Teks yang disediakan:
========================================================================

Dalam rubik fiqh kali ini kami menghadirkan tentang tentang was-was yang dihembuskan syaithan kepada Bani Adam saat shalat sehingga beranggapan batallah wudhunya. Pembaca yang dirahmati Allah dalam Shahiih Muslim, terdapat sebuah riwayat dari Abu Hurairah Radhiyallahu'anhu dia berkata, Rasulullah Shallallahu‘alaihi wa sallam bersabda :
إِذَا وَجَدَ أَحَدُكُمْ فِي بَطْنِهِ شَيْئًا فَأَشْكَلَ عَلَيْهِ: أَخْرَجَ مِنْهُ شَيْئٌ أَمْ لاَ؟ فَلاَ يَخْرُجَنَّ مِنَ الْمَسْجِدِ حَتَّى يَسْمَعَ صَوْتًا أَوْ يَجِدَ رِيْحًا!
“Apabila salah seorang dari kalian mendapatkan sesuatu dalam perutnya, maka membuatnya ragu, apakah ada yang keluar (angin) darinya atau tidak? Maka janganlah keluar dari masjid hingga mendengar suara atau mendapatkan bau!”
Dan juga terdapat dalam ash-Shahiihain dari ‘Abdillah bin Zaid, dia berkata, diadukan kepada Rasulullah Shallallahu ’alaihi wa sallam, tentang seseorang yang diberikan gambaran kepadanya, bahwa dirinya mendapatkan sesuatu dalam shalatnya, beliau bersabda,
لاَ يَنْصَرِفُ، حَتَّى يَسْمَعَ صَوْتًا أَوْ يَجِدَ رِيْحًا!
“Janganlah dia berpaling dari shalatnya hingga mendengar suara (angin) atau mendapatkan baunya!”

========================================================================

Data yang diberikan:
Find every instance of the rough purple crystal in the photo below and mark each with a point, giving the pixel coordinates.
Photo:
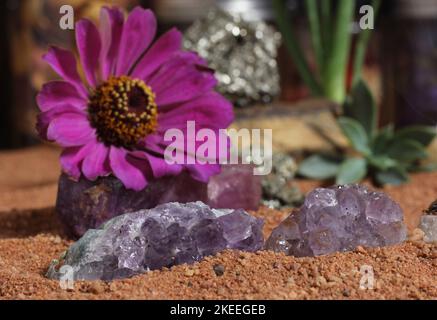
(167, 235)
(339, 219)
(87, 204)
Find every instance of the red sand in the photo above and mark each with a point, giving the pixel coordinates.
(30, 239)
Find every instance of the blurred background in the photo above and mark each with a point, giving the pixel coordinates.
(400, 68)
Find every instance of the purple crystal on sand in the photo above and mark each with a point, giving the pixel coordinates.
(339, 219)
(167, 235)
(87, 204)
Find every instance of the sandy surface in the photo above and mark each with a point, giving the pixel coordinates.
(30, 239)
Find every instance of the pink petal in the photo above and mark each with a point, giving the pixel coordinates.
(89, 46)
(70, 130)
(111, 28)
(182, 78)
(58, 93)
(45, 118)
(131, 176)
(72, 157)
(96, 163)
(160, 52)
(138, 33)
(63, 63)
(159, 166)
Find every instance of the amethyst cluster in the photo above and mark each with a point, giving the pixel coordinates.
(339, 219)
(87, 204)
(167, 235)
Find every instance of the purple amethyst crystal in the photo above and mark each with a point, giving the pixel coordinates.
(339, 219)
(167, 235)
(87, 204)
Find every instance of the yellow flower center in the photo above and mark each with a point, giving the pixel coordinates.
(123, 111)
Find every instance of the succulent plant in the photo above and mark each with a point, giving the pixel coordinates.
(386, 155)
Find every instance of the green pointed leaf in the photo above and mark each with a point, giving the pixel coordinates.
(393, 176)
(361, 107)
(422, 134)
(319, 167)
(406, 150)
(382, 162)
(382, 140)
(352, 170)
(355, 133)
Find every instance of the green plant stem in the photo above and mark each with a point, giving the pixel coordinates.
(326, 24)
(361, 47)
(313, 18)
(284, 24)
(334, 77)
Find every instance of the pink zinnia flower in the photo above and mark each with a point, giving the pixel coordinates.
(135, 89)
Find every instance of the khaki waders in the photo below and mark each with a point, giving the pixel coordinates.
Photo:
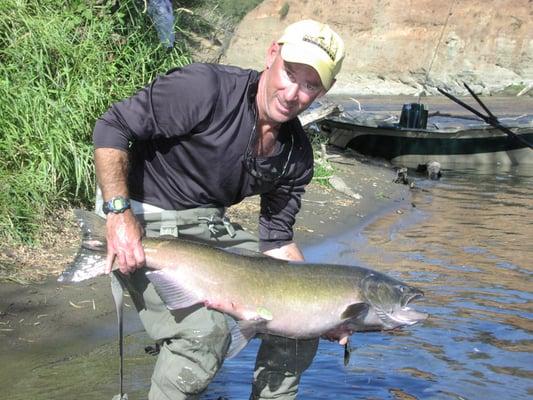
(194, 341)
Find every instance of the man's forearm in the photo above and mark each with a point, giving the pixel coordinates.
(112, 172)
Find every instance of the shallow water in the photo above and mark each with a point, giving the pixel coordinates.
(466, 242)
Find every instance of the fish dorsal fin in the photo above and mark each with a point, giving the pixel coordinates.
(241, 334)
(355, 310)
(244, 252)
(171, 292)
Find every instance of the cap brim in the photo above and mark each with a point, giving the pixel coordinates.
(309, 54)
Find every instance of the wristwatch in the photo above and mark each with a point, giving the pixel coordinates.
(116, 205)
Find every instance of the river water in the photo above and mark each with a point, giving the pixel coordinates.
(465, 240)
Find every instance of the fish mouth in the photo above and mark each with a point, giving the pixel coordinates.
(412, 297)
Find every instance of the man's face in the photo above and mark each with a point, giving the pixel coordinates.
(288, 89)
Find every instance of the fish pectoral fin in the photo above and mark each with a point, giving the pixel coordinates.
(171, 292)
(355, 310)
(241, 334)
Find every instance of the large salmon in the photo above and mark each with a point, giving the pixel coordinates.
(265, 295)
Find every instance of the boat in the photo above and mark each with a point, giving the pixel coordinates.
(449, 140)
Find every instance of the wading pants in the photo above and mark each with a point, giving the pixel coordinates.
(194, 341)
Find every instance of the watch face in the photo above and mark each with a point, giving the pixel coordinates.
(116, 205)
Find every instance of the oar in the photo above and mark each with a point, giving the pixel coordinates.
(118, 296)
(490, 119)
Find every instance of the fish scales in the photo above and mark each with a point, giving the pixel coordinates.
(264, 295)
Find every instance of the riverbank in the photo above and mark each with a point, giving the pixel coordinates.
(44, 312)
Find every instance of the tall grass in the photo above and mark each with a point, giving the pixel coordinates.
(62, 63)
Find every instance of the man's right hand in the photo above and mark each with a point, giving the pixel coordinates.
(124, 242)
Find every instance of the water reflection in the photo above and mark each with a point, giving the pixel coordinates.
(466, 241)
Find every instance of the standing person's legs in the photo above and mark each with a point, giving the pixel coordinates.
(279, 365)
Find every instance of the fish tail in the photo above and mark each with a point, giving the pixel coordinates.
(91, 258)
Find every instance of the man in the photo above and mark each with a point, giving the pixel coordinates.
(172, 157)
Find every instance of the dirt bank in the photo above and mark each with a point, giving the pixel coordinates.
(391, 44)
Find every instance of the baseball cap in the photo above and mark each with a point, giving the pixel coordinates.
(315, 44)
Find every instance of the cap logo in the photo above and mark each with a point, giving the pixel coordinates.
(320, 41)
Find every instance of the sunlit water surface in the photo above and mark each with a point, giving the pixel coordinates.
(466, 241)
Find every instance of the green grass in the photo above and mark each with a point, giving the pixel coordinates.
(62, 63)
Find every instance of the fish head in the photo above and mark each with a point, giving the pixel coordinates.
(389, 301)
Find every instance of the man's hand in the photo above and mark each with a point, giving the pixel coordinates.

========================================================================

Petunjuk tugas:
[1] Tulis ulang bagian teks tentang was-was saat shalat mulai dari "Dan juga terdapat" sampai dengan "يَنْصَرِفُ، حَتَّى يَسْمَعَ صَوْتًا أَوْ يَجِدَ رِيْحًا!", dengan mengganti "seseorang" menjadi "seorang lelaki".
[2] Teruskan teks tentang was-was saat shalat mulai dari titik teks itu berhenti.

Jawaban tiap tugas:
[1]
Dan juga terdapat dalam ash-Shahiihain dari ‘Abdillah bin Zaid, dia berkata, diadukan kepada Rasulullah Shallallahu ’alaihi wa sallam, tentang seorang lelaki yang diberikan gambaran kepadanya, bahwa dirinya mendapatkan sesuatu dalam shalatnya, beliau bersabda,
لاَ يَنْصَرِفُ، حَتَّى يَسْمَعَ صَوْتًا أَوْ يَجِدَ رِيْحًا!

[2]
Dalam Musnad dan Sunan Abi Dawud, dari Abu Sa‘id al-Khudri, bahwa Rasulullah Shallallahu’alaihi wa sallam bersabda,
إِنَّ الشَّيْطَانَ يَأْتِيْ أَحَدَكُمْ وَهُوَ فِي صَلاَتِهِ فَيَأْخُذُ شَعَرَةً مِنْ دُبُرِهِ فَيَمُدُّهَا، فَيَرَى أَنَّهُ قَدْ أَحْدَثَ، فَلاَ يَنْصَرِفَنَّ حَـتَّى يَسْمَعَ صَوْتًا أَوْ يَجِدَ رِيْحًا!
“Sesungguhnya syaitan akan mendatangi salah seorang dari kalian dalam shalatnya, kemudian dia akan memegangi sehelai rambut yang ada di duburnya kemudian dia akan ulurkan, sehingga orang itu mengira bahwa dirinya telah ber-hadats, maka janganlah dia meninggalkan (shalatnya) sampai mendengar suara atau mencium bau!”
Sedangkan dalam lafazh Abu Dawud,
إِذَا أَتَى الشَّيْطَانُ أَحَدَكُـمْ فَقَالَ لَهُ: إِنَّكَ قَدْ أَحْدَثَ، فَلْيَقُلْ لَهُ: كَذَبْتَ. إِلاَّ مَنْ وَجَدَ رِيْحًا بِأَنْفِهِ أَوْ سَمِعَ صَوْتًا بِأُذُنِهِ.
“Bila syaitan mendatangi salah seorang dari kalian dan berkata kepadanya, ‘Kamu telah berhadats,’ hendaklah dia katakan kepadanya, ‘Kamu dusta,’ kecuali seorang yang mencium bau dengan hidungnya atau mendengar suara dengan telinganya.”
Maka jika kita melihat hadits di atas Nabi Shallallahu ’alaihi wa sallam memerintahkan kita untuk mendustakan syaitan, meskipun pada sesuatu yang dimungkinkan kebenarannya, lalu bagaimana jika kedustaannya tersebut adalah sesuatu yang sudah maklum dan yakin, seperti perkataannya kepada orang yang waswas, “Kamu belum melakukan ini,” padahal dia benar-benar telah melakukannya?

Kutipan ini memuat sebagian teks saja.